──────── Listed entries
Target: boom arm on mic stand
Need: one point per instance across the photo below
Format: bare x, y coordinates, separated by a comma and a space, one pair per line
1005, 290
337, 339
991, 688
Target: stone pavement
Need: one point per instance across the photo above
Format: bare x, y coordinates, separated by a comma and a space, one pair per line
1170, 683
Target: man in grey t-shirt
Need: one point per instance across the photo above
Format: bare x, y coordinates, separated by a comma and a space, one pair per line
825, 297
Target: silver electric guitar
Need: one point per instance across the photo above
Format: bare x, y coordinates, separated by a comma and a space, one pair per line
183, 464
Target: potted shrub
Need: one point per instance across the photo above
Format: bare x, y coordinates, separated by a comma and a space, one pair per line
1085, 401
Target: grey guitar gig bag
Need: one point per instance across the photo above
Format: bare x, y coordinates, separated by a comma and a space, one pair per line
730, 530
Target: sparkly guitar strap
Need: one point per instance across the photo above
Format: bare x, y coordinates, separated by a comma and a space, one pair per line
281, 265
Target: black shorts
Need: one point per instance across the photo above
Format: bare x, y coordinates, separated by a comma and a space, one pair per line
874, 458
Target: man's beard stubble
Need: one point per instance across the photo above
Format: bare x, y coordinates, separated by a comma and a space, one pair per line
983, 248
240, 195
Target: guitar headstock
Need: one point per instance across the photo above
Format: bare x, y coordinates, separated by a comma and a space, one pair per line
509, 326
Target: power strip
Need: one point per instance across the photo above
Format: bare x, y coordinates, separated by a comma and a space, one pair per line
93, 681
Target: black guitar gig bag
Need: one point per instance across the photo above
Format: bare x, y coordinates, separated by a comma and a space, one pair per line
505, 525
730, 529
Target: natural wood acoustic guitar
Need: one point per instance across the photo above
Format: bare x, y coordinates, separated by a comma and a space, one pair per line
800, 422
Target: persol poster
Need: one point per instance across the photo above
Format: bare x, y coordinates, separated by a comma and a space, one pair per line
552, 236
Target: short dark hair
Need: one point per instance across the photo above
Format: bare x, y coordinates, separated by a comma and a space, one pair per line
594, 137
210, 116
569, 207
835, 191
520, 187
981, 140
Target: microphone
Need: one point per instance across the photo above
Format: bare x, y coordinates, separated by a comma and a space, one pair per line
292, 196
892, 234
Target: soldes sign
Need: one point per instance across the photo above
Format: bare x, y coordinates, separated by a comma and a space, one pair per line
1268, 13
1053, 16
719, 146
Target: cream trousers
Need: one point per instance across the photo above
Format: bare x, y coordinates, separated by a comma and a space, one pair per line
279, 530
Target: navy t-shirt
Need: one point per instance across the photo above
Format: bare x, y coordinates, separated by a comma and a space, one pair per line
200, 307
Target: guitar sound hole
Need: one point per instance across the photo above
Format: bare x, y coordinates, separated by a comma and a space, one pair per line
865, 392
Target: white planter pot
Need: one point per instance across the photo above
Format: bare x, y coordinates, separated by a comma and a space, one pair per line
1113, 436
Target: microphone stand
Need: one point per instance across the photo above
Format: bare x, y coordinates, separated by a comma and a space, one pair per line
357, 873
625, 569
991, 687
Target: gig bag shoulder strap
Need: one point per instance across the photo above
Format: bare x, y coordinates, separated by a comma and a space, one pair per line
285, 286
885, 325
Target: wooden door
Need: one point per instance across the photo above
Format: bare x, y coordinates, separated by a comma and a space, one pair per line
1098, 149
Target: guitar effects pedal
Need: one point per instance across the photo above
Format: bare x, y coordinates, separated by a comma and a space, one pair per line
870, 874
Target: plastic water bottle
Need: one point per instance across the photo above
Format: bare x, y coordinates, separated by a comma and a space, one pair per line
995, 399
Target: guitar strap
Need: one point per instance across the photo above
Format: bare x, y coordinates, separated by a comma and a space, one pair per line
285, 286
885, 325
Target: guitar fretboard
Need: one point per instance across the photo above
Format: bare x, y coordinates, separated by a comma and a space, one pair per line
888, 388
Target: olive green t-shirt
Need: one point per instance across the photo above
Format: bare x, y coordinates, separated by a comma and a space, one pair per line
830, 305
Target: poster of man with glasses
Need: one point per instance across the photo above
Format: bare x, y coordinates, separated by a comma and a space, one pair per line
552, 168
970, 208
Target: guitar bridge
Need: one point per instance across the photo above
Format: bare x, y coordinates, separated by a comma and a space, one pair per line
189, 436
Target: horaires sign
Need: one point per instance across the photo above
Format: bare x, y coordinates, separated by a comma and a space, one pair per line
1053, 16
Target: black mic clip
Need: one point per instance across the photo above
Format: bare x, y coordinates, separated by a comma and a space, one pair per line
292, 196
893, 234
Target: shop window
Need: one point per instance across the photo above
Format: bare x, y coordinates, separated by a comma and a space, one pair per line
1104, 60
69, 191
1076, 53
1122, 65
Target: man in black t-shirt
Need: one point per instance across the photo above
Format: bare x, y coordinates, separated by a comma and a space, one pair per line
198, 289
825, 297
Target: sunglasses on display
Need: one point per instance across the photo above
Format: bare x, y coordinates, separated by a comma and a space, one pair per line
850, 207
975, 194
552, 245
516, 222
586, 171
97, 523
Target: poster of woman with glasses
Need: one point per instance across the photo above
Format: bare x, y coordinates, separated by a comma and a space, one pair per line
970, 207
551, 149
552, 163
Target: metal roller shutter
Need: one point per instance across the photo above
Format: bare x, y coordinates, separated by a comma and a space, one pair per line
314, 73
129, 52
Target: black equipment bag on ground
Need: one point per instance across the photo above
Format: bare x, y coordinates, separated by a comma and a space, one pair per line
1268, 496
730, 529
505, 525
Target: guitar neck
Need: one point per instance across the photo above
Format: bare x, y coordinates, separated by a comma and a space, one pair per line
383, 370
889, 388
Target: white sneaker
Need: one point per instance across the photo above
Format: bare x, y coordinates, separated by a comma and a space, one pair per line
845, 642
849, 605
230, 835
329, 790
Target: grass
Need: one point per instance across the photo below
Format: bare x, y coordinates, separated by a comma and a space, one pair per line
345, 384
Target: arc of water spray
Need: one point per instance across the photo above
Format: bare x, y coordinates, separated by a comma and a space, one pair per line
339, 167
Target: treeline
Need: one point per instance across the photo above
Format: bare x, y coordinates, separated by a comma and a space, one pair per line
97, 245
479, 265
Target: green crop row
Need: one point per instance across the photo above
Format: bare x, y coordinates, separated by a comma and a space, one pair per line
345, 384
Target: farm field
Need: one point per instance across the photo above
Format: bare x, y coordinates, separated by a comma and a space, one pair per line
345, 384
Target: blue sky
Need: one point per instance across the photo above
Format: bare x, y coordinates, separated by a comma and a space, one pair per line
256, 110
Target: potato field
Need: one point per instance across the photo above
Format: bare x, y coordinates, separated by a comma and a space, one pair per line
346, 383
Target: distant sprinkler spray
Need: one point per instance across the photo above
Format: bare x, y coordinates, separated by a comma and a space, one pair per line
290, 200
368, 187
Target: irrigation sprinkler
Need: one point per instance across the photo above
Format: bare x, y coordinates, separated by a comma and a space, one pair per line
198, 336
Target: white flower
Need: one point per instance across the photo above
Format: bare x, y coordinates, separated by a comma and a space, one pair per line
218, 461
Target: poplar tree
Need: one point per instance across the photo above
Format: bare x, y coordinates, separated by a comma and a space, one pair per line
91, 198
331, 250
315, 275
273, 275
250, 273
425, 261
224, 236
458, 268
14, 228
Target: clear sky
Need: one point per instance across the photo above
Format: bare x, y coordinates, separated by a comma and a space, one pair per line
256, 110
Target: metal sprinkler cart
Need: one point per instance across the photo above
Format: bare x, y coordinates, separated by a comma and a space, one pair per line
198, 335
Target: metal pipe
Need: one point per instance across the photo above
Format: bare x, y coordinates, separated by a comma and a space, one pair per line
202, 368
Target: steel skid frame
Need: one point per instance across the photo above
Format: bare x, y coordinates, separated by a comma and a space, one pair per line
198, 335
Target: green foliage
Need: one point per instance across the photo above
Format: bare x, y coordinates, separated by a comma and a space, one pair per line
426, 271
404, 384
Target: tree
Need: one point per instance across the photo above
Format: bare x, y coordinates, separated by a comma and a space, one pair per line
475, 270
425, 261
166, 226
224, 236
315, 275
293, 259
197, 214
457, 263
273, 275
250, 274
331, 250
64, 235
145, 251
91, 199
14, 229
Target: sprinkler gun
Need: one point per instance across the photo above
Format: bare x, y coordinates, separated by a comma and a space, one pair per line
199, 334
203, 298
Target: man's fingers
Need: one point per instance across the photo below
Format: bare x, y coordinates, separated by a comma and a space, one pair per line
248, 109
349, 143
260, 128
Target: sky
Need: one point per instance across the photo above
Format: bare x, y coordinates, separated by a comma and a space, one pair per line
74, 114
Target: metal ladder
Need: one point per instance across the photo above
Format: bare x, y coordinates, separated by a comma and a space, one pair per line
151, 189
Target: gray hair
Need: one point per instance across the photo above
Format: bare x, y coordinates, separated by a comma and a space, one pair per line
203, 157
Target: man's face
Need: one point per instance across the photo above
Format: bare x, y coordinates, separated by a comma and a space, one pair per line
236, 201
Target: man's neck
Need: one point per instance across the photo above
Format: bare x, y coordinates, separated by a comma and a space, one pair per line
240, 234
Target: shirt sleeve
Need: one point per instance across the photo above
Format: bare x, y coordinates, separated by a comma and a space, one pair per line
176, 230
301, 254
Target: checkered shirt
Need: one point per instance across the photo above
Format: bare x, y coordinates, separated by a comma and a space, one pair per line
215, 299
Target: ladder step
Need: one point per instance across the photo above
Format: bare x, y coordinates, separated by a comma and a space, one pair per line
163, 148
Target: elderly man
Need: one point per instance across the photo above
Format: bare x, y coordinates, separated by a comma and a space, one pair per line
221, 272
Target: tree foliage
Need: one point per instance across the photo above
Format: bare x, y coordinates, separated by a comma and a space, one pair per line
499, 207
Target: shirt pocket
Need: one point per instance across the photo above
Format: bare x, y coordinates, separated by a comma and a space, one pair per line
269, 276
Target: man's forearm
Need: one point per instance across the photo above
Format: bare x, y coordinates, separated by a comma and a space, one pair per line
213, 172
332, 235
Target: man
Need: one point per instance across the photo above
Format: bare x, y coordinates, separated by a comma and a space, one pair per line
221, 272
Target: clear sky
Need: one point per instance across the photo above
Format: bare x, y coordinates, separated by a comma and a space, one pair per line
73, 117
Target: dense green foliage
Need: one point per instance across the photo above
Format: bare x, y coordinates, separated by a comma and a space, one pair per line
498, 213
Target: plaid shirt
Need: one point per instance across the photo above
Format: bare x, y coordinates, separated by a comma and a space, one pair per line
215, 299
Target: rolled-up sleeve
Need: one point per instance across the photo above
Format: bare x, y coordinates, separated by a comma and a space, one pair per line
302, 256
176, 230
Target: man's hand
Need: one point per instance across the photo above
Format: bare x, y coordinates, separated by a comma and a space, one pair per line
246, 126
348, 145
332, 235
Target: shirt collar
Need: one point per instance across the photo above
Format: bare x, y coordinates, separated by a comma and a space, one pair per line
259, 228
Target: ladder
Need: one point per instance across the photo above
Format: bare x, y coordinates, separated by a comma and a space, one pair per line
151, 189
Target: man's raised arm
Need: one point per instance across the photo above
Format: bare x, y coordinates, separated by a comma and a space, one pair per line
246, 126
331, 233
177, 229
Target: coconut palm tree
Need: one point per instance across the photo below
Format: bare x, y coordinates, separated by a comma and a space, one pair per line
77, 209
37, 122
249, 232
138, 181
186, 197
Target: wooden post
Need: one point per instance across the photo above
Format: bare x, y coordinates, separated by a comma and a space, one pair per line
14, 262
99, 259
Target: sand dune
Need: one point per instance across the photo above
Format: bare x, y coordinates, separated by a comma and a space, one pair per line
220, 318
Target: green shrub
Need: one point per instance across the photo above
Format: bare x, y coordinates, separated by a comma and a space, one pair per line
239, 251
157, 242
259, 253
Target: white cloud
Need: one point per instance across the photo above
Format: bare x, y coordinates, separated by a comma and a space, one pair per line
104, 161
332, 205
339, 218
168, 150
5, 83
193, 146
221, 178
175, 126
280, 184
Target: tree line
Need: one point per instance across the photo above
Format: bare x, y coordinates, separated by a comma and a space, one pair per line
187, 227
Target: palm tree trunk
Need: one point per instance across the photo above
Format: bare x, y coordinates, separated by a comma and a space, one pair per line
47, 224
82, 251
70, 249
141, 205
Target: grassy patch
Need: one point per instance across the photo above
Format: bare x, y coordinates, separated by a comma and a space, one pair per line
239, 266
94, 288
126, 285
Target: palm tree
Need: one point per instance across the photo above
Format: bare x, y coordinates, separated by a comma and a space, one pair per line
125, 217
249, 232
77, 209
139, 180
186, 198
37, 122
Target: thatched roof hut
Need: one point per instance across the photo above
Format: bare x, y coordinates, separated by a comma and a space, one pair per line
────────────────
== Task to carry out ==
Could you quote, exactly as they appear, the line containing "Target: grassy patch" and every line after it to the end of the records above?

== Response ==
Target: grassy patch
Need: one point per instance across the photo above
Format: bare x, y coordinates, separated by a comma and a space, one pair per line
239, 266
94, 288
126, 285
Target: palm tree
Need: one point per instance across the photo above
Format: bare x, y coordinates, separated by a comma and a space, one pair per line
125, 217
249, 232
77, 209
139, 180
186, 198
37, 122
Target: thatched roof hut
Need: one point per instance across the photo above
Format: bare x, y coordinates, separated by a comma and a space, one pair per line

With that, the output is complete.